• **DIRECTIONS**
a: Reproduce the vitamin C research summary verbatim, from "LAM and COLLEAGUES,  (1)Division" to "cell carcinoma (ESCC).".
b: In the vitamin C research summary, what plasma vitamin C concentration counted as low?

• **SOURCE PASSAGE**
=== Section Start ===
Research: LAM and COLLEAGUES,

Listed in Issue 243

Abstract

LAM and COLLEAGUES,  (1)Division of Cancer Epidemiology and Genetics, National Cancer Institute, NIH, Genetic Epidemiology Branch (TKL and PRT), Nutritional Epidemiology Branch (NDF,  SMD, and CCA), and the Division of Cancer Control and Population Sciences, Epidemiology and Genomics Research Program (TKL), Rockville, MD; and the Cancer Institute, Chinese Academy of Medical Sciences and Peking Union Medical College,  Beijing, People's Republic of China (J-HF and Y-LQ) examined the relation between pre-diagnostic plasma vitamin C and the risk of gastric adenocarcinoma (GA) and oesophageal squamous cell carcinoma (ESCC).

Background

China has some of the highest incidence rates for gastric adenocarcinoma (GA) and oesophageal squamous cell carcinoma (ESCC) in the world. Prospective studies suggested that vitamin C may reduce risks; however, associations are unclear because of limited sample size.

Methodology

A case-cohort study was used to assess the association between prediagnostic plasma vitamin C and incidence of GA (n = 467) and ESCC (n = 618) in the General Population Nutrition Intervention Trial. With the use of multivariate Cox proportional hazards models, we estimated the HRs and 95% CIs. The authors also conducted a meta-analysis of the literature up to 1 October 2012 on the relation between circulating vitamin C and gastric cancer incidence. Two cohort studies and the current study were included to assess the body of evidence.

Results

For GA, each 20-μmol/L increase in plasma vitamin C was associated with a 14% decrease in risk (HR: 0.86; 95% CI: 0.76, 0.96). Compared with individuals with low plasma vitamin C concentrations (≤28 μmol/L), those with normal concentrations (>28 μmol/L) had a 27% reduced risk of GA (HR: 0.73; 95% CI: 0.56, 0.94). No association between vitamin C concentrations and ESCC was seen. Meta-analysis showed that the risk of incident GA among those with the highest concentration of plasma vitamin C was 31% lower (random-effects-pooled-odds ratio 0.69; 95% CI: 0.54, 0.89) than those in the lowest category.

Conclusion

The data provide evidence that higher circulating vitamin C was associated with a reduced risk of incident GA, but no association was seen for ESCC.

References

Lam TK(1), Freedman ND, Fan JH, Qiao YL, Dawsey SM, Taylor PR, Abnet CC. Pre-diagnostic plasma vitamin C and risk of gastric adenocarcinoma and oesophageal  squamous cell carcinoma in a Chinese population.  Am J Clin Nutr.98(5):1289-97. doi: 10.3945/ajcn.113.061267. Nov 2013. Epub Sep 11 2013.
=== Section End ===
• **DATASET EXCERPTS**
=== Section Start ===
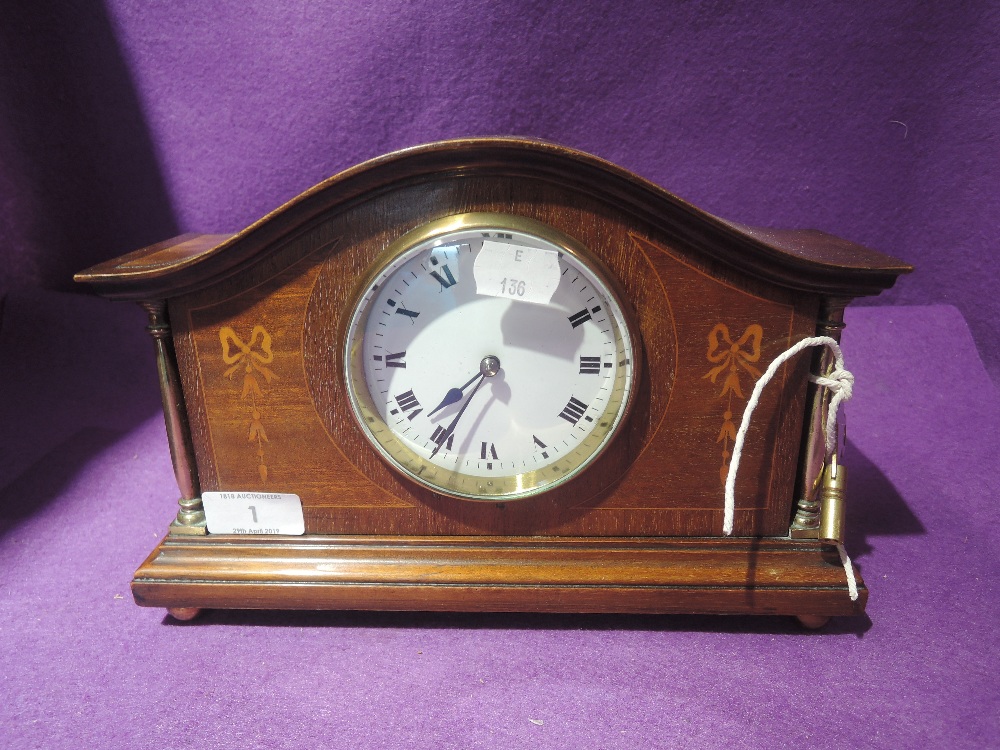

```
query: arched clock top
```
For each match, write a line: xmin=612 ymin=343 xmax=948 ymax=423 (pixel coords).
xmin=76 ymin=138 xmax=912 ymax=300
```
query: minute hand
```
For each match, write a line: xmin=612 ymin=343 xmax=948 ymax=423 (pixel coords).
xmin=427 ymin=373 xmax=482 ymax=417
xmin=431 ymin=374 xmax=486 ymax=458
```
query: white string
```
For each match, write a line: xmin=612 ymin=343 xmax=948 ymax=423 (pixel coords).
xmin=837 ymin=542 xmax=858 ymax=602
xmin=722 ymin=336 xmax=854 ymax=536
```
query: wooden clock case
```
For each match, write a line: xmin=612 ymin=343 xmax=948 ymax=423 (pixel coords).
xmin=76 ymin=138 xmax=910 ymax=624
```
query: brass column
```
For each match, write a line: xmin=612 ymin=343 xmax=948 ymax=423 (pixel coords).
xmin=790 ymin=297 xmax=850 ymax=539
xmin=142 ymin=300 xmax=206 ymax=535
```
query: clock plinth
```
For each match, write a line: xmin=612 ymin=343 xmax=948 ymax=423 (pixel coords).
xmin=132 ymin=535 xmax=868 ymax=618
xmin=77 ymin=138 xmax=910 ymax=626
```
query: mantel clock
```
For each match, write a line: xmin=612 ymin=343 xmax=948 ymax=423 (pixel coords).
xmin=77 ymin=138 xmax=910 ymax=625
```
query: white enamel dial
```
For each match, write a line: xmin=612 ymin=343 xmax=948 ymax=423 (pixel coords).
xmin=346 ymin=214 xmax=637 ymax=501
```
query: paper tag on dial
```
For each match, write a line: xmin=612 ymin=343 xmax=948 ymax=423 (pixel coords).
xmin=201 ymin=492 xmax=306 ymax=536
xmin=473 ymin=240 xmax=560 ymax=305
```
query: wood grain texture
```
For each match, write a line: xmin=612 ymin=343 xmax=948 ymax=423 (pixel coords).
xmin=132 ymin=537 xmax=868 ymax=615
xmin=170 ymin=177 xmax=818 ymax=536
xmin=77 ymin=139 xmax=911 ymax=617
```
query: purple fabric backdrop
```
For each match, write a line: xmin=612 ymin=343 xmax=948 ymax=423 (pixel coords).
xmin=0 ymin=297 xmax=1000 ymax=750
xmin=0 ymin=0 xmax=1000 ymax=377
xmin=0 ymin=0 xmax=1000 ymax=749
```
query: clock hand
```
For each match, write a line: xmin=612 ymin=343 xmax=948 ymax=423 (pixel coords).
xmin=431 ymin=373 xmax=486 ymax=458
xmin=427 ymin=372 xmax=482 ymax=417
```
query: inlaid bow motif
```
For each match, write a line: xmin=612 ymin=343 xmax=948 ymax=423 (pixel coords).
xmin=219 ymin=325 xmax=278 ymax=482
xmin=702 ymin=323 xmax=764 ymax=398
xmin=702 ymin=323 xmax=764 ymax=484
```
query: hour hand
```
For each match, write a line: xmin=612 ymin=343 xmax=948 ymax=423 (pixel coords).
xmin=427 ymin=372 xmax=480 ymax=417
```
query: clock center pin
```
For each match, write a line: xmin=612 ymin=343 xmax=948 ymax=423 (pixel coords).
xmin=479 ymin=354 xmax=500 ymax=378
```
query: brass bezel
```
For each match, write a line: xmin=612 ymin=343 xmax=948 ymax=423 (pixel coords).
xmin=343 ymin=212 xmax=642 ymax=502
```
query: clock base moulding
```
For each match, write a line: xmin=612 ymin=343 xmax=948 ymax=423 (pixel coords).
xmin=132 ymin=535 xmax=868 ymax=618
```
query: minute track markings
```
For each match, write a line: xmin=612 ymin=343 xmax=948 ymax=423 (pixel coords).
xmin=345 ymin=217 xmax=635 ymax=502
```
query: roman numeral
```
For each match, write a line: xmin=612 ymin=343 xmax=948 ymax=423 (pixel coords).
xmin=479 ymin=443 xmax=499 ymax=469
xmin=396 ymin=390 xmax=423 ymax=421
xmin=559 ymin=396 xmax=587 ymax=425
xmin=431 ymin=425 xmax=455 ymax=450
xmin=431 ymin=265 xmax=458 ymax=289
xmin=387 ymin=299 xmax=420 ymax=322
xmin=531 ymin=435 xmax=549 ymax=458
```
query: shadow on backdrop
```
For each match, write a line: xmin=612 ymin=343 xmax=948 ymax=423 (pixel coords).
xmin=0 ymin=0 xmax=178 ymax=291
xmin=0 ymin=0 xmax=178 ymax=508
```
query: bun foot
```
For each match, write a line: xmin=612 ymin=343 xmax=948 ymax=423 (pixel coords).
xmin=167 ymin=607 xmax=201 ymax=622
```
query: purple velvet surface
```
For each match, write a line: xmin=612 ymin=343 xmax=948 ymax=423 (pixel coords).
xmin=0 ymin=0 xmax=1000 ymax=378
xmin=0 ymin=0 xmax=1000 ymax=748
xmin=0 ymin=295 xmax=1000 ymax=750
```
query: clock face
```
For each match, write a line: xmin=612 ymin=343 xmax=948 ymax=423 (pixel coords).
xmin=345 ymin=214 xmax=639 ymax=501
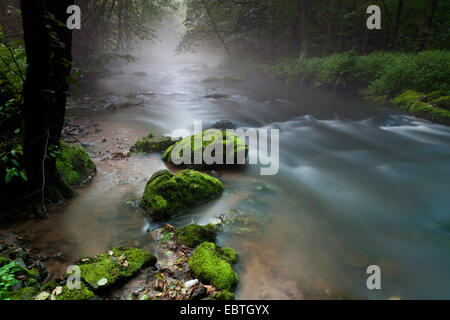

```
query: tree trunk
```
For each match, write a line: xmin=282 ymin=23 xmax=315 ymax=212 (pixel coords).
xmin=322 ymin=0 xmax=334 ymax=56
xmin=300 ymin=0 xmax=308 ymax=58
xmin=21 ymin=0 xmax=73 ymax=210
xmin=417 ymin=0 xmax=438 ymax=50
xmin=392 ymin=0 xmax=403 ymax=46
xmin=338 ymin=1 xmax=345 ymax=51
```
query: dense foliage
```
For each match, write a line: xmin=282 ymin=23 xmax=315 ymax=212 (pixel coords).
xmin=264 ymin=50 xmax=450 ymax=98
xmin=179 ymin=0 xmax=450 ymax=59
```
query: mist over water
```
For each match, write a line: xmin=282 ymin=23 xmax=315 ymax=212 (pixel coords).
xmin=14 ymin=35 xmax=450 ymax=299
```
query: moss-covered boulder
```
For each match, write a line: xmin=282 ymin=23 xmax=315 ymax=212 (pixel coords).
xmin=394 ymin=90 xmax=426 ymax=108
xmin=214 ymin=290 xmax=234 ymax=300
xmin=189 ymin=242 xmax=238 ymax=290
xmin=55 ymin=282 xmax=94 ymax=300
xmin=163 ymin=129 xmax=248 ymax=169
xmin=425 ymin=90 xmax=442 ymax=102
xmin=79 ymin=248 xmax=156 ymax=289
xmin=431 ymin=96 xmax=450 ymax=110
xmin=175 ymin=223 xmax=217 ymax=248
xmin=394 ymin=90 xmax=450 ymax=125
xmin=140 ymin=170 xmax=223 ymax=220
xmin=56 ymin=141 xmax=96 ymax=186
xmin=130 ymin=133 xmax=176 ymax=153
xmin=7 ymin=287 xmax=39 ymax=300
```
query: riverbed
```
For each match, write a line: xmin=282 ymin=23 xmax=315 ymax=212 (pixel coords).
xmin=10 ymin=55 xmax=450 ymax=299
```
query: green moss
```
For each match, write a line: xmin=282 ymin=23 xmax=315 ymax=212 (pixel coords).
xmin=56 ymin=141 xmax=96 ymax=186
xmin=394 ymin=90 xmax=425 ymax=108
xmin=222 ymin=76 xmax=244 ymax=83
xmin=394 ymin=90 xmax=450 ymax=125
xmin=431 ymin=96 xmax=450 ymax=110
xmin=163 ymin=129 xmax=248 ymax=169
xmin=55 ymin=282 xmax=94 ymax=300
xmin=0 ymin=257 xmax=11 ymax=268
xmin=131 ymin=133 xmax=176 ymax=153
xmin=79 ymin=248 xmax=156 ymax=289
xmin=140 ymin=170 xmax=223 ymax=220
xmin=214 ymin=290 xmax=234 ymax=300
xmin=189 ymin=242 xmax=238 ymax=290
xmin=175 ymin=224 xmax=217 ymax=248
xmin=7 ymin=287 xmax=39 ymax=300
xmin=41 ymin=280 xmax=59 ymax=292
xmin=426 ymin=90 xmax=442 ymax=102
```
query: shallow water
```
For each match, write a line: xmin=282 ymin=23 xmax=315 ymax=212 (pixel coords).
xmin=12 ymin=58 xmax=450 ymax=299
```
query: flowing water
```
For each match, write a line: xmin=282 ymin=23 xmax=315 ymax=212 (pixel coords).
xmin=11 ymin=54 xmax=450 ymax=299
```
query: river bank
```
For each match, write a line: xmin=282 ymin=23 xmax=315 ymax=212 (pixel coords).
xmin=261 ymin=51 xmax=450 ymax=125
xmin=3 ymin=62 xmax=450 ymax=299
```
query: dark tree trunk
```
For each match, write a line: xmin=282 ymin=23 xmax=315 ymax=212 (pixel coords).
xmin=338 ymin=1 xmax=345 ymax=51
xmin=300 ymin=0 xmax=308 ymax=58
xmin=322 ymin=0 xmax=334 ymax=56
xmin=21 ymin=0 xmax=73 ymax=209
xmin=417 ymin=0 xmax=438 ymax=50
xmin=392 ymin=0 xmax=403 ymax=44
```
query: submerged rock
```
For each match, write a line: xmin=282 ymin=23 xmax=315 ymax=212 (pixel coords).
xmin=205 ymin=93 xmax=230 ymax=99
xmin=211 ymin=120 xmax=236 ymax=130
xmin=189 ymin=242 xmax=238 ymax=290
xmin=214 ymin=290 xmax=234 ymax=300
xmin=79 ymin=248 xmax=156 ymax=289
xmin=163 ymin=129 xmax=248 ymax=169
xmin=175 ymin=223 xmax=217 ymax=248
xmin=56 ymin=141 xmax=96 ymax=186
xmin=141 ymin=170 xmax=223 ymax=220
xmin=202 ymin=77 xmax=222 ymax=83
xmin=222 ymin=76 xmax=244 ymax=83
xmin=130 ymin=133 xmax=176 ymax=153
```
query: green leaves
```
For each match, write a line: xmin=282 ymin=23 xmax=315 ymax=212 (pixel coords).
xmin=2 ymin=144 xmax=28 ymax=183
xmin=0 ymin=261 xmax=20 ymax=300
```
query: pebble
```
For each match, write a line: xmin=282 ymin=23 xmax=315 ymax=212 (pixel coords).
xmin=191 ymin=286 xmax=208 ymax=300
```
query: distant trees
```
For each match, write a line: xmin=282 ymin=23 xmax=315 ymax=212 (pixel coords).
xmin=179 ymin=0 xmax=450 ymax=59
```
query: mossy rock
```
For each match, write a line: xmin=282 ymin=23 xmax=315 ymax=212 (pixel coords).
xmin=394 ymin=90 xmax=426 ymax=108
xmin=56 ymin=141 xmax=96 ymax=186
xmin=431 ymin=96 xmax=450 ymax=110
xmin=222 ymin=76 xmax=244 ymax=83
xmin=189 ymin=242 xmax=238 ymax=290
xmin=79 ymin=248 xmax=156 ymax=289
xmin=140 ymin=170 xmax=223 ymax=220
xmin=130 ymin=133 xmax=176 ymax=153
xmin=55 ymin=282 xmax=94 ymax=300
xmin=7 ymin=287 xmax=39 ymax=300
xmin=175 ymin=223 xmax=217 ymax=248
xmin=394 ymin=90 xmax=450 ymax=125
xmin=425 ymin=90 xmax=442 ymax=102
xmin=214 ymin=290 xmax=235 ymax=300
xmin=41 ymin=280 xmax=59 ymax=292
xmin=163 ymin=129 xmax=248 ymax=169
xmin=0 ymin=257 xmax=11 ymax=268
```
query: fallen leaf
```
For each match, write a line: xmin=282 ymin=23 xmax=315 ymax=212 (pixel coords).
xmin=35 ymin=291 xmax=50 ymax=300
xmin=52 ymin=286 xmax=62 ymax=296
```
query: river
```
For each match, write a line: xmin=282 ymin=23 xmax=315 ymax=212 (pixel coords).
xmin=11 ymin=53 xmax=450 ymax=299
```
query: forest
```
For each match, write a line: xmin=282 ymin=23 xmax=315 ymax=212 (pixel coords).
xmin=0 ymin=0 xmax=450 ymax=300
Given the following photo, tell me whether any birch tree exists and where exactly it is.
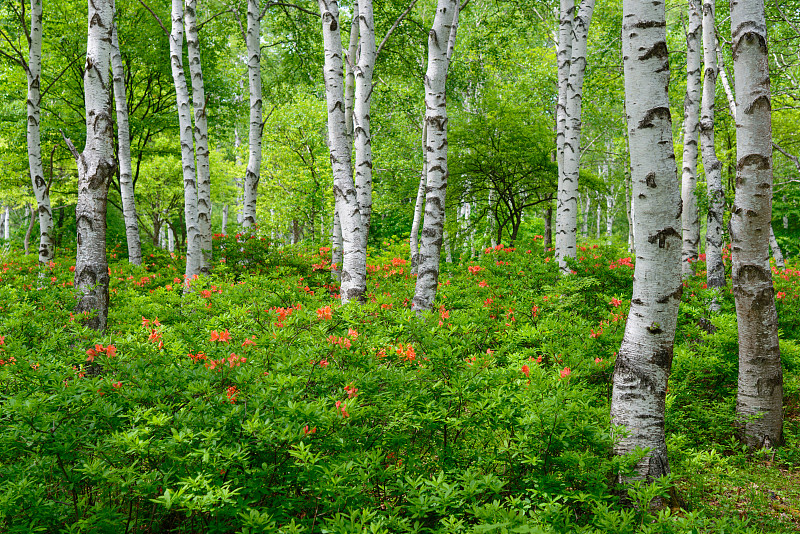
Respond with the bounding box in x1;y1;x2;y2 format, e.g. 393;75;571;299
318;0;367;304
700;0;725;311
730;0;783;448
68;0;116;330
111;10;142;265
169;0;203;281
411;0;460;312
681;0;700;278
242;0;263;228
611;0;683;486
184;0;212;273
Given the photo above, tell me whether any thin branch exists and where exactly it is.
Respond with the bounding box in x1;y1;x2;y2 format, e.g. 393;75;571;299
139;0;170;36
375;0;422;60
258;2;321;20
=== Section End ===
• **ANSWERS BY ITEM**
a:
LAM and COLLEAGUES,  (1)Division of Cancer Epidemiology and Genetics, National Cancer Institute, NIH, Genetic Epidemiology Branch (TKL and PRT), Nutritional Epidemiology Branch (NDF,  SMD, and CCA), and the Division of Cancer Control and Population Sciences, Epidemiology and Genomics Research Program (TKL), Rockville, MD; and the Cancer Institute, Chinese Academy of Medical Sciences and Peking Union Medical College,  Beijing, People's Republic of China (J-HF and Y-LQ) examined the relation between pre-diagnostic plasma vitamin C and the risk of gastric adenocarcinoma (GA) and oesophageal squamous cell carcinoma (ESCC).

b: 28 μmol/L or less (≤28 μmol/L).